**Tasks for this exercise:**
**1)** In the thread about the c6320 memory bandwidth drop, why was a failing or failed DIMM the first suspicion in the reply? Answer in one to three sentences.
**2)** Pick up the forum thread about the c6320 memory bandwidth drop and continue it from the point where it stops.

**Passage shown:**
================

Memory Bandwidth Dropped 10x with c6320

25 views
Skip to first unread message

Bijan Tabatabai

unread,
Oct 1, 2025, 4:25:01 PM (7 days ago) Oct 1
to cloudlab-users
Hello,

I have an experiment with a c6320 machine (https://www.cloudlab.us/status.php?uuid=6a32554a-9d4b-11f0-bc80-e4434b2381fc) that I'm using to run bandwidth intensive applications.

When I first got access to the machine, the max memory bandwidth on each node, as measured by Intel's MLC tool, was about 60GB/s. However, at some point the max bandwidth dropped to about 6.5GB/s. I've tried rebooting the machine and reloading the machine, but the low bandwidth remains.

I created a new experiment with a c6320 (https://www.cloudlab.us/status.php?uuid=2625216d-9ee2-11f0-bc80-e4434b2381fc) to verify my original bandiwdth measurement was correct, and MLC is reporting about 60GB/s of memory bandwidth there as well.

Is there anything I can do to return the memory bandwidth to its original value? If not, is there anything I can do to prevent this from happening in the future?

Thanks,
Bijan

ajma...@gmail.com

unread,
Oct 1, 2025, 4:45:25 PM (7 days ago) Oct 1
to cloudlab-users
Hi Bijan,

My first suspicion would have been a failing or failed DIMM, as that would have knocked the node into an unbalanced memory configuration which is known to tank memory bandwidth performance.  However, I checked the iDRAC of that node and didn't see anything noteworthy in the logs or anything else that would suggest a hardware issue.  Nothing really out of the ordinary in the OS either, from a cursory glance.  You say that you tried reloading the machine and the poor bandwidth performance persisted past that?

================

**Raw data:**
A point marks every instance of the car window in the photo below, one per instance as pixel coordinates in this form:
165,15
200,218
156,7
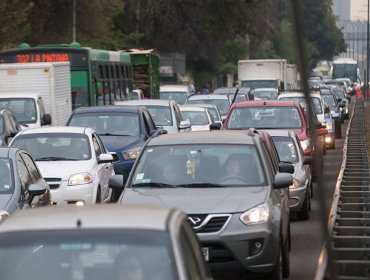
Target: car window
109,123
264,117
198,165
35,175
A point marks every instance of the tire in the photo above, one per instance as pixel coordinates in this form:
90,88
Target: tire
304,213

================

**Expected answers:**
**1)** A failing or failed DIMM would have knocked the node into an unbalanced memory configuration. That configuration is known to tank memory bandwidth performance.

**2)**
Best,
 - Aleks

Bijan Tabatabai

unread,
Oct 1, 2025, 5:12:14 PM (7 days ago) Oct 1
to cloudlab-users
Hi Aleks,

Thanks for the prompt response.

> You say that you tried reloading the machine and the poor bandwidth performance persisted past that?
Yes. For clarity, I just reloaded it again and ran the following commands

$ sudo apt update
$ sudo apt upgrade
$ sudo apt install numactl 
$ tar xvf mlc_v3.11b.tgz
$ numactl -m 0 ./Linux/mlc --max_bandwidth

MLC again reported 6.5GB/s of bandwidth.

For the record, I experienced a similar problem with c6320 machines last spring. I think then I just released the offending machines, assuming whatever cleanup routines Cloudlab has would fix the issue.

Bijan

Bijan Tabatabai

unread,
Oct 7, 2025, 10:14:15 AM (2 days ago) Oct 7
to cloudlab-users
Hi Aleks,

I'm just checking in since the CloudLab experiment that I am seeing this issue in expires today. Would it be helpful to extend the experiment to allow CloudLab staff to look at the machine more? Or should I just let the experiment expire?

Thanks,
Bijan

Mike Hibler

unread,
Oct 7, 2025, 10:29:00 AM (2 days ago) Oct 7
to cloudla...@googlegroups.com
Go ahead and leave the experiment til it expires. I have scheduled it to go
out of service in case we don't get a chance to look at it before then.

Thanks for pointing this out and sorry we have not looked at it yet!
> --
> You received this message because you are subscribed to the Google Groups
> "cloudlab-users" group.
> To unsubscribe from this group and stop receiving emails from it, send an email
> to cloudlab-user...@googlegroups.com.
> To view this discussion visit https://groups.google.com/d/msgid/cloudlab-users/
> 64f24e11-84b8-430c-b21a-894550f10c2an%40googlegroups.com.

Mike Hibler

unread,
Oct 7, 2025, 11:56:57 AM (2 days ago) Oct 7
to cloudla...@googlegroups.com
I checked the BIOS to make sure nothing was reconfigured. Then I powered it
off and back on, and...it seems to be getting full BW again. So I have
canceled taking it out of service in case you want to and can extend the
experiment.

On Tue, Oct 07, 2025 at 08:28:55AM -0600, Mike Hibler wrote:
> Go ahead and leave the experiment til it expires. I have scheduled it to go
> out of service in case we don't get a chance to look at it before then.
>
> Thanks for pointing this out and sorry we have not looked at it yet!
>
> On Tue, Oct 07, 2025 at 07:14:14AM -0700, Bijan Tabatabai wrote:
> > Hi Aleks,
> >
> > I'm just checking in since the CloudLab experiment that I am seeing this issue
> > in expires today. Would it be helpful to extend the experiment to allow
> > CloudLab staff to look at the machine more? Or should I just let the experiment
> > expire?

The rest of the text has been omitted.